## WRITTEN EXERCISE
Return each line in the records below that contains the string "dark". Matching is case-sensitive.

--- start ---

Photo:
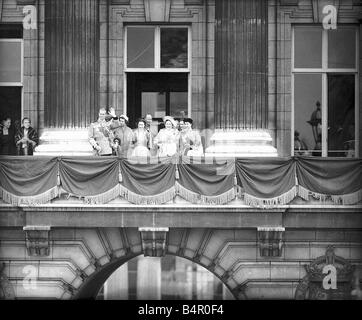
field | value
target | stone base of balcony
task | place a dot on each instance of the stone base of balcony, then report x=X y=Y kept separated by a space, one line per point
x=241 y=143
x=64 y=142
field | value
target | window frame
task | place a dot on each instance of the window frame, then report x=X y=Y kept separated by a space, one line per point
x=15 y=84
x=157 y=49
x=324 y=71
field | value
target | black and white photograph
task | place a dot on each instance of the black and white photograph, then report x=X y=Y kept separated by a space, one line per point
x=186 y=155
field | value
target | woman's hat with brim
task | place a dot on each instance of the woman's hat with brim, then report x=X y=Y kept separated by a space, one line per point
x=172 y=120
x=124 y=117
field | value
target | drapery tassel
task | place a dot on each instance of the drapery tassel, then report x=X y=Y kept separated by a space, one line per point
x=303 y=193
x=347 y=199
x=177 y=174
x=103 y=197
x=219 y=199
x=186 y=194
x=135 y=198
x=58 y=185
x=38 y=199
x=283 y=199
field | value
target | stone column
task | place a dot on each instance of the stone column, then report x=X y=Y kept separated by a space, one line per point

--- end ---
--- start ---

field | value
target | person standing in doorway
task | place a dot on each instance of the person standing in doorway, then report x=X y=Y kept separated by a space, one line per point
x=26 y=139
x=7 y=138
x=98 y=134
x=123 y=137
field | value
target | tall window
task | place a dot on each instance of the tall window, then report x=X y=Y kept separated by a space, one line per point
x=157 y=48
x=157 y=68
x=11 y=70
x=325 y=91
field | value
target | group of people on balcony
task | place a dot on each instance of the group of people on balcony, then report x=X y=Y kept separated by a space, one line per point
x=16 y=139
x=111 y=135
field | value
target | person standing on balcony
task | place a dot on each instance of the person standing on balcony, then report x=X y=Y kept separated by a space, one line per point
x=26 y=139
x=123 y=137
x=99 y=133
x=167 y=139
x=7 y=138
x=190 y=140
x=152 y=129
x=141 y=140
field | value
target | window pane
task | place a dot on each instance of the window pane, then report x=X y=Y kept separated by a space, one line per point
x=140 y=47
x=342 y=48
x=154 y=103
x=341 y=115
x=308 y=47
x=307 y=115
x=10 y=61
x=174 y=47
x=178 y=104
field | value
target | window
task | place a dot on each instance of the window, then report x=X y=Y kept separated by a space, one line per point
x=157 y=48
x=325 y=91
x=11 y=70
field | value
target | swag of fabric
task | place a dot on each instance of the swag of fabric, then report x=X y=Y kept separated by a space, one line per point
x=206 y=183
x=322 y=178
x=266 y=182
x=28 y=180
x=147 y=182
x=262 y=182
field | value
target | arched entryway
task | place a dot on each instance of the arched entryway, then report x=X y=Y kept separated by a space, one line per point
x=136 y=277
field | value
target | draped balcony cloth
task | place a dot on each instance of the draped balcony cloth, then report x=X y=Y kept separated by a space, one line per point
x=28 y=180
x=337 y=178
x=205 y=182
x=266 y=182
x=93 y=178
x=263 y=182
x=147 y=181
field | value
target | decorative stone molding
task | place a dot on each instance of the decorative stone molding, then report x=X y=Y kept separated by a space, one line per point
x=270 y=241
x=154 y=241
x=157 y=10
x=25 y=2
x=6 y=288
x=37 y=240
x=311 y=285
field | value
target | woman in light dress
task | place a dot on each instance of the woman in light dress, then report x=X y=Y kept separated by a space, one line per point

--- end ---
--- start ---

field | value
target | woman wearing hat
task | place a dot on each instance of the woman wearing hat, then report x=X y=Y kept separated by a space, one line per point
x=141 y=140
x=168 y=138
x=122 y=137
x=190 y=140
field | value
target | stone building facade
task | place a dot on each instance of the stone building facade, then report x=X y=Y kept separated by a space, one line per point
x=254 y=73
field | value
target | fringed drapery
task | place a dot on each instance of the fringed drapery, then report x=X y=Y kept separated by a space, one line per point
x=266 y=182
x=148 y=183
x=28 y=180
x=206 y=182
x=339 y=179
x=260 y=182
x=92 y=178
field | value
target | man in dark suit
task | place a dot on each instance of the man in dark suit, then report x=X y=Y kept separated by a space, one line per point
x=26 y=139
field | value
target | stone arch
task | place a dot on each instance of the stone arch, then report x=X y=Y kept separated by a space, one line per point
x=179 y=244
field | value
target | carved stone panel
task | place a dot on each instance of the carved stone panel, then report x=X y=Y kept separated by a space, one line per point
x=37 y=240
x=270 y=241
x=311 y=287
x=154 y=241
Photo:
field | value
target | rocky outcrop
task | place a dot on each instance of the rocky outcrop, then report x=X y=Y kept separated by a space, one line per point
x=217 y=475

--- end ---

## EXERCISE SOLUTION
target | man in dark suit
task | place a dot on each instance of the man in dark suit, then report x=X y=Y kept separated by a space, one line per point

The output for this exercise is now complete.